## Aim of the exercise
Could you write out the material from its start through the line containing "(1311, 503)", inclusive, replacing "pink" with "green" and changing nothing else?

## Dataset extract
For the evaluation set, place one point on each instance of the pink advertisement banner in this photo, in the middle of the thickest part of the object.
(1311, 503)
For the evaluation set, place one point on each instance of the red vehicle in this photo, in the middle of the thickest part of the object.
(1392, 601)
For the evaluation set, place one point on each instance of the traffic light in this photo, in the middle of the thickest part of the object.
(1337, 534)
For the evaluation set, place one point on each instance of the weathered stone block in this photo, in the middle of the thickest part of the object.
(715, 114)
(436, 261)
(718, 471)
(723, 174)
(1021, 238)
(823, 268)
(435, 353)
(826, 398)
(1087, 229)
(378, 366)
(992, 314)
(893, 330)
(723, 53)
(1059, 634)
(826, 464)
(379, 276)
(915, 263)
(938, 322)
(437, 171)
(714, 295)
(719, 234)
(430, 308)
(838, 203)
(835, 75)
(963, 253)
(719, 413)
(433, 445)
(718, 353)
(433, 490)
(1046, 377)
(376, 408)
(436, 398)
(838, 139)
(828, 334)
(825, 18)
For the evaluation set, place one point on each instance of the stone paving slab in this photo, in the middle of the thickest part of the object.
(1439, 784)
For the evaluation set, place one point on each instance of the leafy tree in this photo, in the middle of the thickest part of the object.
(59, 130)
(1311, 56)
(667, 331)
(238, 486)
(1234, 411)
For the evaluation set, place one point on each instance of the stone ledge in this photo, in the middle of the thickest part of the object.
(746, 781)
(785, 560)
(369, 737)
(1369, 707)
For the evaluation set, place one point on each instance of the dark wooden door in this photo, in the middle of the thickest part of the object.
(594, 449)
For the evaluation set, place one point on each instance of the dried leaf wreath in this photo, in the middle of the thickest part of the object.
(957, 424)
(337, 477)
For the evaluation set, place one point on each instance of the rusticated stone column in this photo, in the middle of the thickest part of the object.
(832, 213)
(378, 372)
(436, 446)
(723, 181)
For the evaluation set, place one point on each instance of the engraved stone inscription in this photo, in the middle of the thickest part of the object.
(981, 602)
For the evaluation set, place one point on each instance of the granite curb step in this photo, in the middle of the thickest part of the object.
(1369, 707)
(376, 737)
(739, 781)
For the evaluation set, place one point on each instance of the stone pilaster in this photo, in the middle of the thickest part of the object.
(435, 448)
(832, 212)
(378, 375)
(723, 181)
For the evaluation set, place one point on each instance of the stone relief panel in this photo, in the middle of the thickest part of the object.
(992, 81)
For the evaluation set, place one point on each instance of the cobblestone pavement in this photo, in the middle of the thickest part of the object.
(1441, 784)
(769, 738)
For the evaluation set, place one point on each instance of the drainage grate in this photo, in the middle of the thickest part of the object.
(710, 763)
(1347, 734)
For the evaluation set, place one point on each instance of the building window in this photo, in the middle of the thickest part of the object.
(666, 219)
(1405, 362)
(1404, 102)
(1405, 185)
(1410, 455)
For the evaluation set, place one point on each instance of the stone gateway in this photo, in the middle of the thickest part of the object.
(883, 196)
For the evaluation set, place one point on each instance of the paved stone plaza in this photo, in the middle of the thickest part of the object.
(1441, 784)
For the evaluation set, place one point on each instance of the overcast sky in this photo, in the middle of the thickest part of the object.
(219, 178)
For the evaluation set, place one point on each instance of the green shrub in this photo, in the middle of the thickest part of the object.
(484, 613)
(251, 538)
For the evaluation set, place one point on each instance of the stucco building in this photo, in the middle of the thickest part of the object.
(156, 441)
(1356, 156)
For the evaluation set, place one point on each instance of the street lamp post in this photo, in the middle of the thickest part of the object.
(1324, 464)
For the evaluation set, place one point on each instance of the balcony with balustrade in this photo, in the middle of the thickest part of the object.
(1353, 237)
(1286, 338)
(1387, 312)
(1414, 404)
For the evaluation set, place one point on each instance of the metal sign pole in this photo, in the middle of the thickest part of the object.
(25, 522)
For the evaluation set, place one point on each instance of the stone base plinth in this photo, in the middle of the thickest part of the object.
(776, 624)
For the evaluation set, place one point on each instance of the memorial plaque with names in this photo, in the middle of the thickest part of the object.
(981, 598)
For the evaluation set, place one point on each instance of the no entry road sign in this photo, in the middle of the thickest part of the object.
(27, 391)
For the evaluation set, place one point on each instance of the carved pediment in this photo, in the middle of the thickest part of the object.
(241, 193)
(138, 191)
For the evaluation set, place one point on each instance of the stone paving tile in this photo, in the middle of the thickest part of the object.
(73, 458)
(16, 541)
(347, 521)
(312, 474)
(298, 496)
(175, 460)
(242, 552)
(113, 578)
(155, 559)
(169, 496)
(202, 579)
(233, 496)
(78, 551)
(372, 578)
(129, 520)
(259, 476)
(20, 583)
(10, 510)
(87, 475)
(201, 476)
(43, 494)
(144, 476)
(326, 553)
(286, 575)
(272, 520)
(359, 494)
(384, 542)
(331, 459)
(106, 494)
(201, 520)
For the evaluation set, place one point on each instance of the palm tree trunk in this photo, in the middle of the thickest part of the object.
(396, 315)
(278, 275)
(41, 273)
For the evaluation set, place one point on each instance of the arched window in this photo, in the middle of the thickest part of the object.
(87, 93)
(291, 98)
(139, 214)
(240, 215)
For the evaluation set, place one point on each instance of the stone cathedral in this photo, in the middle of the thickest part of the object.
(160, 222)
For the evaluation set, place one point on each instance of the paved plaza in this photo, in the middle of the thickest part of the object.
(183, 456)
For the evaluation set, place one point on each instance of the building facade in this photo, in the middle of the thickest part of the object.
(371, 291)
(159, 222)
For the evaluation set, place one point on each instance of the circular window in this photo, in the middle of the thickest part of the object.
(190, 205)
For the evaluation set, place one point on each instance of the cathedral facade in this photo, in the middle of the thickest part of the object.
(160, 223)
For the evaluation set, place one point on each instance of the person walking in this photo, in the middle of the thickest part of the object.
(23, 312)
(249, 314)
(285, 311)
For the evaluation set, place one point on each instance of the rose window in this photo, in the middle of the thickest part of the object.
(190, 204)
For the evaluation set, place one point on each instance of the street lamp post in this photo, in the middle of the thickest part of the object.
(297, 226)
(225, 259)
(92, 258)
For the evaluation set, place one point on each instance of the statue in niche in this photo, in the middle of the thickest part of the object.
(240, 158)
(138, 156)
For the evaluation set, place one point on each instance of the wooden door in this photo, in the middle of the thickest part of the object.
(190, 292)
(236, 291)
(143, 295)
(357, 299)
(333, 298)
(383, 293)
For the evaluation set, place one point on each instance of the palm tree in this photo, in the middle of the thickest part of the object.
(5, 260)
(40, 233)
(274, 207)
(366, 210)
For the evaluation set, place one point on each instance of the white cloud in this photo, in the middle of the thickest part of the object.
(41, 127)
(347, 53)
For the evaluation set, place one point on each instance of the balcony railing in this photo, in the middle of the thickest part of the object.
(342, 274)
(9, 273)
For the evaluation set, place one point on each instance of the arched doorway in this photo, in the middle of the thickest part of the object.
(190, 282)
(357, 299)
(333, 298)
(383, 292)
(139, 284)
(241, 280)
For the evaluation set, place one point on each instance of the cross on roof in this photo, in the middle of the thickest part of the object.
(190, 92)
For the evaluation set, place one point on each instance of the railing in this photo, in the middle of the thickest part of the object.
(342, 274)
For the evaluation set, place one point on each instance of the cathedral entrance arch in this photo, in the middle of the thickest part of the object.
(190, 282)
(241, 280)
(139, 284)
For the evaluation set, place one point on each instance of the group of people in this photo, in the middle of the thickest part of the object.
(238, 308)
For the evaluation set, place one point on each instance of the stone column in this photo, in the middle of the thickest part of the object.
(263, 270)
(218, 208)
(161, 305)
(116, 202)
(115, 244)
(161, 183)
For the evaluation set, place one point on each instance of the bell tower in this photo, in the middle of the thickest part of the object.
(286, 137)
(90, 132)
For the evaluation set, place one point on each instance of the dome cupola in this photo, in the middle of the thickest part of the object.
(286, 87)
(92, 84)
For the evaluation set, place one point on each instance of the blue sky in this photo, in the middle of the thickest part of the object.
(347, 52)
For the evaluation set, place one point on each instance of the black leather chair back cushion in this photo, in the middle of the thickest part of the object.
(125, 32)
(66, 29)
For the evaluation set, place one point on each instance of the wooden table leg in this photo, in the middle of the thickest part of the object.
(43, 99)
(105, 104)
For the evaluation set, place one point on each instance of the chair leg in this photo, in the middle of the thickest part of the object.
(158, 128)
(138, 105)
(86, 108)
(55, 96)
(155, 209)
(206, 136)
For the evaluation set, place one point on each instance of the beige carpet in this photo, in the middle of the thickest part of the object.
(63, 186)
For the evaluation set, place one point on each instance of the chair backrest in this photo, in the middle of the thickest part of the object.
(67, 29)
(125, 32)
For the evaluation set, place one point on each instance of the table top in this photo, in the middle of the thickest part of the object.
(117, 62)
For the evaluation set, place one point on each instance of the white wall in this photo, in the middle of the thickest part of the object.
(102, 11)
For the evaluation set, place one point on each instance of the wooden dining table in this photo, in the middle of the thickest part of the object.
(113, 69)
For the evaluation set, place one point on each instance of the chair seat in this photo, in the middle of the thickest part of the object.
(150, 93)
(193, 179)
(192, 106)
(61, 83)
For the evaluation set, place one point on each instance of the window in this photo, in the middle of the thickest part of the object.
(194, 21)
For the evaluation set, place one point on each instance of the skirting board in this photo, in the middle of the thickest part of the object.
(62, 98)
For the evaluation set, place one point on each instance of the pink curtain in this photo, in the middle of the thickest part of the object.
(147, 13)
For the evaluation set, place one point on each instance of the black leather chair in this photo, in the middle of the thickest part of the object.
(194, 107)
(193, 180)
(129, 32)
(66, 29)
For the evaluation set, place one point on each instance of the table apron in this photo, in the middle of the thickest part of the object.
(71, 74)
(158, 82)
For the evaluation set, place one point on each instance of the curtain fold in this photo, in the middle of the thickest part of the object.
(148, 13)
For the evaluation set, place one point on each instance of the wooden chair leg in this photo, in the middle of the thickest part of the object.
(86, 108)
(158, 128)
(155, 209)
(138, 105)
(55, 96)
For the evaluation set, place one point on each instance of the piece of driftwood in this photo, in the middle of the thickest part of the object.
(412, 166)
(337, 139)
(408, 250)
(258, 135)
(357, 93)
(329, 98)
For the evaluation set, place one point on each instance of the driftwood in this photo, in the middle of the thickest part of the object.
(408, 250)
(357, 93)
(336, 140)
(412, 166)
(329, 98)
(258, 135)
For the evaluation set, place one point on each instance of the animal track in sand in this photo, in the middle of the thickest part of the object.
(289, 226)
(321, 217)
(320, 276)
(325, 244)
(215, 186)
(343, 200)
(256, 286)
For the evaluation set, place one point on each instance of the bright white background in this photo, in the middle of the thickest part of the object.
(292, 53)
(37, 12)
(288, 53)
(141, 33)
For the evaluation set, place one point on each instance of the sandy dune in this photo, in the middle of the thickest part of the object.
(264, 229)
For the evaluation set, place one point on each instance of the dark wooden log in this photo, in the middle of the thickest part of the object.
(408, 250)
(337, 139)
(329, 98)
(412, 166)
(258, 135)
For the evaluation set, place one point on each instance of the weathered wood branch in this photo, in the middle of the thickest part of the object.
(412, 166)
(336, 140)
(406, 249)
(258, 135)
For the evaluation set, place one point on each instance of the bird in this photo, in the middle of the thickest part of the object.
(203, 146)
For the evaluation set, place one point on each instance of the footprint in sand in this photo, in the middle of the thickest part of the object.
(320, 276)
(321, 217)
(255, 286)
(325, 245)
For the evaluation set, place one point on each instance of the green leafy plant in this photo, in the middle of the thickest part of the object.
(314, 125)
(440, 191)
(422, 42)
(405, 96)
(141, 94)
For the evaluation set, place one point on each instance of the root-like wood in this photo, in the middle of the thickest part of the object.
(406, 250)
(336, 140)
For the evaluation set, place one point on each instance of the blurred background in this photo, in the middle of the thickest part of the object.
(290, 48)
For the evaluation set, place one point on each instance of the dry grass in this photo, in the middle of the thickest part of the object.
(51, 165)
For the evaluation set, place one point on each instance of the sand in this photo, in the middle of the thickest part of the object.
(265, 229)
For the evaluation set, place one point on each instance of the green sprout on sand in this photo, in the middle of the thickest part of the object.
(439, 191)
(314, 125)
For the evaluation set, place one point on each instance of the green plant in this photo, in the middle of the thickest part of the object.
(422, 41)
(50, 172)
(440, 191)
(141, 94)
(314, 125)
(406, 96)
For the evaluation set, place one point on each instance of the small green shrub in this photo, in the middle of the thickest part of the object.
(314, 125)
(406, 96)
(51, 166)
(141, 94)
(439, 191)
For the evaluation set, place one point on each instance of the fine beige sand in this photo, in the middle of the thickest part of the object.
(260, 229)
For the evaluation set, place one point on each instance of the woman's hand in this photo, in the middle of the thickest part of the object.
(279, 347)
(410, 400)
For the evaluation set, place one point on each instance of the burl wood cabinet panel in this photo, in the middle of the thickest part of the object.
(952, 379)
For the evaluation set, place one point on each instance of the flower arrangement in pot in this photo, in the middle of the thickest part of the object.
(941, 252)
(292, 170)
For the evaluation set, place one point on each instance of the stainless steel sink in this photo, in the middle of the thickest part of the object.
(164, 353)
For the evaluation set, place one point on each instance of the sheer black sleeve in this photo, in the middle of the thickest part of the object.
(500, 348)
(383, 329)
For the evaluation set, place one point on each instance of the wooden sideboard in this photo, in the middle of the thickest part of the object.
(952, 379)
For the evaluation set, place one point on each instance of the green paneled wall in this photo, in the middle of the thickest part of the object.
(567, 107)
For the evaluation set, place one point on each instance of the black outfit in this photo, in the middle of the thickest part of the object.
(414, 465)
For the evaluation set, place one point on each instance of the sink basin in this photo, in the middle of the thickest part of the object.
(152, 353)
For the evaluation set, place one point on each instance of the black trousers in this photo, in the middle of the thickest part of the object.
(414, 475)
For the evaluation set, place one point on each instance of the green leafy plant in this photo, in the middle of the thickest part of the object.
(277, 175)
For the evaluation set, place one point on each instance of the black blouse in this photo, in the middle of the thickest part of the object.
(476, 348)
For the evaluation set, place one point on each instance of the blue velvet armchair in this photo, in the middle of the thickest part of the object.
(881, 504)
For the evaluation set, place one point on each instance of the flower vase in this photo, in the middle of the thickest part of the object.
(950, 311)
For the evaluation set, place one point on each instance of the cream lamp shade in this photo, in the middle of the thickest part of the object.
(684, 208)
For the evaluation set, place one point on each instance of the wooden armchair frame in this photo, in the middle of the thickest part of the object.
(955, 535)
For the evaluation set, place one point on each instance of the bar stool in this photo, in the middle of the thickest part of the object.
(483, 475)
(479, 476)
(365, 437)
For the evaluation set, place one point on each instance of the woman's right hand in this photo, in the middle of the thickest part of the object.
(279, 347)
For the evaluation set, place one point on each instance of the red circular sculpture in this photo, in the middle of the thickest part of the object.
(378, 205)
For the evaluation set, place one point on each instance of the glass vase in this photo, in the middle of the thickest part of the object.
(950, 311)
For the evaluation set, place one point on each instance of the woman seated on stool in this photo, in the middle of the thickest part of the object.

## Solution to the exercise
For the evaluation set, place one point on each instance of the green advertisement banner in this photo, in the middle of the thickest part of the object.
(1311, 503)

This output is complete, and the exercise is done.